THE INPUT »
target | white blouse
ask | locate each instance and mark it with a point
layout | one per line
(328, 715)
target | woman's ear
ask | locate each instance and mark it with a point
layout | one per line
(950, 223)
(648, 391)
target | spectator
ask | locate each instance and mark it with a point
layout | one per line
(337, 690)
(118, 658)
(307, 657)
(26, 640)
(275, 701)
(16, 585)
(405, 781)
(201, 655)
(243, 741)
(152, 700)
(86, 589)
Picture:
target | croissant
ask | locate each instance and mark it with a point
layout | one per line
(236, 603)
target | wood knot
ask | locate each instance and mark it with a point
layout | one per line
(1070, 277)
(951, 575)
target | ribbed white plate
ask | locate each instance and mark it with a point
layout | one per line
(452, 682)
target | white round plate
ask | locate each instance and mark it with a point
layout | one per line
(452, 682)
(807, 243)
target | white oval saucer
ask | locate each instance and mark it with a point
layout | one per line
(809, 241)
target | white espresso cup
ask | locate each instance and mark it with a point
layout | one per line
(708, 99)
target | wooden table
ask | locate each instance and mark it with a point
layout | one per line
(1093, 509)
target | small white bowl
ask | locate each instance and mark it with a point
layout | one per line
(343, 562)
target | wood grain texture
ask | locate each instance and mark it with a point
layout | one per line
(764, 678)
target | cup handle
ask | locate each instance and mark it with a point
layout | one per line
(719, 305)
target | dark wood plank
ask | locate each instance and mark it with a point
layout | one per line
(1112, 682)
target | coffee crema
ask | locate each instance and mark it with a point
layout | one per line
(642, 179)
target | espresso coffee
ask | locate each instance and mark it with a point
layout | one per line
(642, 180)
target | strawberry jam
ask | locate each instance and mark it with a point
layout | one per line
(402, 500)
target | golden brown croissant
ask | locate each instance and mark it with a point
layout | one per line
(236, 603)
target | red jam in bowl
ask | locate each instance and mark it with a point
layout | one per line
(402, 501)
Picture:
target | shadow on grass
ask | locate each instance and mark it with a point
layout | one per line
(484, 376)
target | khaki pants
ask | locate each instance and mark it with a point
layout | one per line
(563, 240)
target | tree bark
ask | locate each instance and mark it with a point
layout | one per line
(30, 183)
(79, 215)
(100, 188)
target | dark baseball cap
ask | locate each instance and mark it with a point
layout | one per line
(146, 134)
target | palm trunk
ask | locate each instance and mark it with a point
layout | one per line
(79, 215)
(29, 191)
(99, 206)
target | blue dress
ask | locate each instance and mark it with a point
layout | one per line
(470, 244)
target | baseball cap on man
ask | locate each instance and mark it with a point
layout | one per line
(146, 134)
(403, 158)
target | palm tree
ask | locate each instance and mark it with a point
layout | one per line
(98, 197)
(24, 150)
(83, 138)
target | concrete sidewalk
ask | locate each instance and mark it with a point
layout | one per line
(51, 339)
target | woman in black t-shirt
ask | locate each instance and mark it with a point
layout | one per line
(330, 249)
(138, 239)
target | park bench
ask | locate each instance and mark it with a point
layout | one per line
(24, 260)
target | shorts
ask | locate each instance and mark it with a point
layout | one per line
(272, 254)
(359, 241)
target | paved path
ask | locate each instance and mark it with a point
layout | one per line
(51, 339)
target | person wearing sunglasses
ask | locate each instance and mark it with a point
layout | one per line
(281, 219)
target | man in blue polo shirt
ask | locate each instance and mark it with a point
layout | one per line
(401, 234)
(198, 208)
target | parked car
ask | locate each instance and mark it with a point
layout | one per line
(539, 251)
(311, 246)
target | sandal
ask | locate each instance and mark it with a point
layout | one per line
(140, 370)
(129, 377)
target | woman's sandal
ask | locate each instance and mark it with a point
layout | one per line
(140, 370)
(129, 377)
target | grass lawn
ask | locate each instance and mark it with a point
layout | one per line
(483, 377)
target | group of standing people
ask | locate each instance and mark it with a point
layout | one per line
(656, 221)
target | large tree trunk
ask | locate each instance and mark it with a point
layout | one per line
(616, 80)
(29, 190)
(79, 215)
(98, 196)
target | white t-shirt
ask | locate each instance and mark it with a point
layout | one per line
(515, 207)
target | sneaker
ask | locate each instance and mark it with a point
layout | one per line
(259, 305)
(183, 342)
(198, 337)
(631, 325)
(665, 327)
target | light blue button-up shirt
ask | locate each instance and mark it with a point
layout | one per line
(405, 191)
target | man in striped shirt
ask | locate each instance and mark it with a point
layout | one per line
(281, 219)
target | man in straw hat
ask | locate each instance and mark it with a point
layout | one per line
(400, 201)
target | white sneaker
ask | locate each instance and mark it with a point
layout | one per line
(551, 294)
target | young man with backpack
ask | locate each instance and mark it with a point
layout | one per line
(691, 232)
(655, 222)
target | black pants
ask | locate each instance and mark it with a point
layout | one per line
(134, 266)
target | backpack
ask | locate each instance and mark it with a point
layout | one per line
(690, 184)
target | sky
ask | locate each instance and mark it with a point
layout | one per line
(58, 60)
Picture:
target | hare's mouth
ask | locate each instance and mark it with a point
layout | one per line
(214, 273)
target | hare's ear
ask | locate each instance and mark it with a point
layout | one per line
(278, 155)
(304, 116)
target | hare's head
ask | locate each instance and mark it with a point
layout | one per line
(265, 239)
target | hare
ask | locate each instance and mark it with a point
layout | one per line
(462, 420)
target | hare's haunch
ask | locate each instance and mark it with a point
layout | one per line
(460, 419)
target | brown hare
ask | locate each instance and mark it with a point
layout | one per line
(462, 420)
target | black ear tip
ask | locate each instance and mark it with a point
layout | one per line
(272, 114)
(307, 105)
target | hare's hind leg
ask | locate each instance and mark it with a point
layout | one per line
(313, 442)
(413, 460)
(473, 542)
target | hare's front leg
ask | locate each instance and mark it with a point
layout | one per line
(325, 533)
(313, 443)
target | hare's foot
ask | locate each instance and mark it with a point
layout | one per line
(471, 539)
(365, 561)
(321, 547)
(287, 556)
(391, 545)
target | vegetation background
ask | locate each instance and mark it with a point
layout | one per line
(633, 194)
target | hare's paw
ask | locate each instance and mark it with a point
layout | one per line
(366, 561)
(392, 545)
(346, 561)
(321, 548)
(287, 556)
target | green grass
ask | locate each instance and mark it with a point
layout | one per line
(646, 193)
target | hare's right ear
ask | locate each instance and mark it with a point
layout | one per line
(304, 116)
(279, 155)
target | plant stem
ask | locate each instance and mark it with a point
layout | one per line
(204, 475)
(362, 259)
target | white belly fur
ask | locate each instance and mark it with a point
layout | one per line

EXERCISE AIM » Rewrite all the entries above, replacing "one per line" with "each on its own line" wherever it occurs and leaving everything else unchanged.

SOLUTION »
target | white blouse
ask | locate each instance and mark it with a point
layout | each on its own line
(328, 715)
target | woman's ear
ask | locate each instance and mark it with a point
layout | each on its own line
(950, 223)
(648, 391)
target | spectator
ask | locate each instance and mark it with a point
layout | each on its own line
(337, 690)
(118, 658)
(307, 657)
(26, 640)
(275, 701)
(16, 585)
(405, 781)
(201, 655)
(243, 741)
(152, 700)
(86, 589)
Picture:
target | croissant
ask | locate each instance and mark it with a point
layout | each on its own line
(236, 603)
target | wood knot
ask | locate each instance and mark it with a point
layout | each on its own line
(1070, 277)
(951, 575)
target | ribbed white plate
ask | locate each instance and mark it with a point
layout | each on its own line
(452, 682)
target | white round plate
ask | locate each instance and mark it with a point
layout | each on its own line
(452, 682)
(807, 243)
target | white oval saucer
ask | locate each instance and mark it with a point
layout | each on its own line
(809, 241)
target | white espresso cup
ask | locate each instance and mark it with a point
layout | each on its own line
(708, 99)
target | wooden table
ask | locate each instance and mark it with a point
layout | each on its own line
(1093, 509)
target | small white bowl
ask | locate each instance and mark it with a point
layout | each on its own line
(343, 562)
target | wood grain texture
ask | locate each instance and mark it with a point
layout | each on its own line
(764, 678)
target | cup handle
ask | locate each instance and mark it with a point
layout | each on its own line
(719, 305)
target | dark wood plank
ask | locate each instance and mark it with a point
layout | each on its own line
(1112, 682)
target | coffee crema
ask | locate each instance and mark it with a point
layout | each on its own line
(642, 179)
target | espresso coffee
ask | locate each instance and mark it with a point
layout | each on its own line
(642, 180)
target | strawberry jam
ask | locate each instance and mark it with a point
layout | each on its own line
(402, 500)
target | golden brown croissant
ask | locate each instance and mark it with a point
layout | each on its own line
(236, 603)
target | red jam in bowl
ask | locate each instance and mark it with a point
layout | each on its own line
(402, 501)
Picture:
target | shadow on grass
ask | locate each instance and mark it with a point
layout | each on its own line
(484, 376)
target | khaki pants
ask | locate each instance and mark it with a point
layout | each on its own line
(563, 240)
target | tree bark
ask | locate each instance and mark it with a point
layout | each on its own line
(30, 183)
(79, 215)
(100, 188)
target | dark baseball cap
ask | locate each instance and mark it with a point
layout | each on its own line
(146, 134)
target | palm trunk
ask | locate each instance and mark it with a point
layout | each on its own line
(79, 215)
(29, 191)
(99, 206)
target | blue dress
ask | locate each instance and mark it with a point
layout | each on its own line
(470, 244)
target | baseball cap on man
ask | locate each instance and mark it with a point
layout | each on its own line
(146, 134)
(403, 158)
target | palm tree
ask | locate each instance and mark it with a point
layout | each on its own line
(98, 197)
(24, 150)
(83, 138)
target | concrete sidewalk
ask | locate each instance and mark it with a point
layout | each on its own line
(51, 339)
target | woman in black t-shirt
ask | locate each instance and mark it with a point
layout | each on its own line
(330, 249)
(138, 239)
target | park bench
ask | locate each instance and mark it with a point
layout | each on its own line
(24, 260)
target | shorts
ask | locate each instance and mark it with a point
layout | each on its own line
(272, 254)
(359, 241)
target | paved path
ask | locate each instance and mark it with a point
layout | each on its own line
(51, 339)
target | person wearing sunglasses
ask | locate each instance and mark it with a point
layout | each on its own line
(281, 219)
target | man in blue polo shirt
ask | locate each instance and mark it with a point
layout | each on its own line
(401, 234)
(198, 208)
target | parked car
ask | locate each instance and mark it with a point
layout | each on its own line
(539, 251)
(311, 246)
target | sandal
ask | locate each instance and mark it with a point
layout | each on its own line
(140, 370)
(129, 377)
target | woman's sandal
ask | locate each instance and mark it with a point
layout | each on its own line
(140, 370)
(129, 377)
target | grass lawn
ask | locate each instance and mark it with a point
layout | each on its own line
(483, 377)
target | group of standing people
ask | locate each instance and mark it with a point
layout | each on its own line
(656, 221)
target | large tree trunk
ask | locate each instance and mark it with a point
layout | each on its own line
(616, 80)
(29, 190)
(79, 215)
(98, 196)
target | white t-shirt
ask | locate each instance and mark it with a point
layout | each on its own line
(515, 207)
target | sneaker
ask | locate each instance and mark it with a point
layout | each on its own line
(259, 305)
(183, 342)
(198, 337)
(631, 325)
(665, 327)
target | light blue button-up shirt
ask | locate each instance and mark it with a point
layout | each on its own line
(405, 191)
target | man in striped shirt
ask | locate each instance and mark it with a point
layout | each on its own line
(281, 219)
target | man in straw hat
ask | locate each instance and mark it with a point
layout | each on its own line
(400, 201)
target | white sneaker
ask | locate each instance and mark it with a point
layout | each on its own line
(551, 294)
target | young man with backpack
ask | locate each instance and mark it with a point
layout | each on its own line
(691, 232)
(655, 222)
target | black pants
ask | locate each instance and mark it with a point
layout | each on its own line
(134, 266)
target | backpack
ask | locate each instance and mark it with a point
layout | each on its own line
(690, 184)
target | sky
ask | locate each instance and mark it with a point
layout | each on its own line
(58, 60)
Picture:
target | hare's mouth
ask | locate each instance and mark it with a point
layout | each on its own line
(214, 273)
target | hare's ear
ask | locate each instance and mark it with a point
layout | each on its own line
(278, 155)
(304, 116)
target | hare's head
ask | locate each instance and mark it with a point
layout | each on its own line
(265, 239)
target | hare
ask | locate each instance and mark it with a point
layout | each on its own line
(462, 420)
target | hare's haunch
ask | locate each instance and mark it with a point
layout | each on its own line
(460, 419)
target | brown hare
ask | locate each instance and mark it with a point
layout | each on its own line
(462, 420)
target | black ear tip
ask | locate each instance and mark it with a point
layout | each on its own line
(272, 114)
(307, 105)
target | hare's hind leg
ask | locate each instance and mark it with a point
layout | each on its own line
(313, 442)
(413, 460)
(473, 542)
target | hare's front leg
ask | locate each instance and mark it with a point
layout | each on its own line
(325, 533)
(313, 443)
target | hare's foot
ask | locate each instance and mark it with a point
layout | each on its own line
(471, 539)
(365, 561)
(321, 547)
(287, 556)
(391, 545)
target | vegetation background
ask | locate each instance and mark it with a point
layout | each on its own line
(633, 194)
target | hare's paw
ask | locate each instance and mark it with a point
layout | each on its own line
(366, 561)
(392, 545)
(346, 561)
(321, 548)
(287, 556)
target | green grass
ask | locate each instance and mark it with a point
layout | each on its own line
(646, 193)
target | hare's right ear
ask | locate each instance and mark it with a point
layout | each on its own line
(304, 116)
(279, 155)
target | plant stem
ask | locate each instance and mark it with a point
layout | each on its own line
(204, 475)
(362, 259)
target | white belly fur
ask | locate each instance and mark it with a point
layout | each on its own line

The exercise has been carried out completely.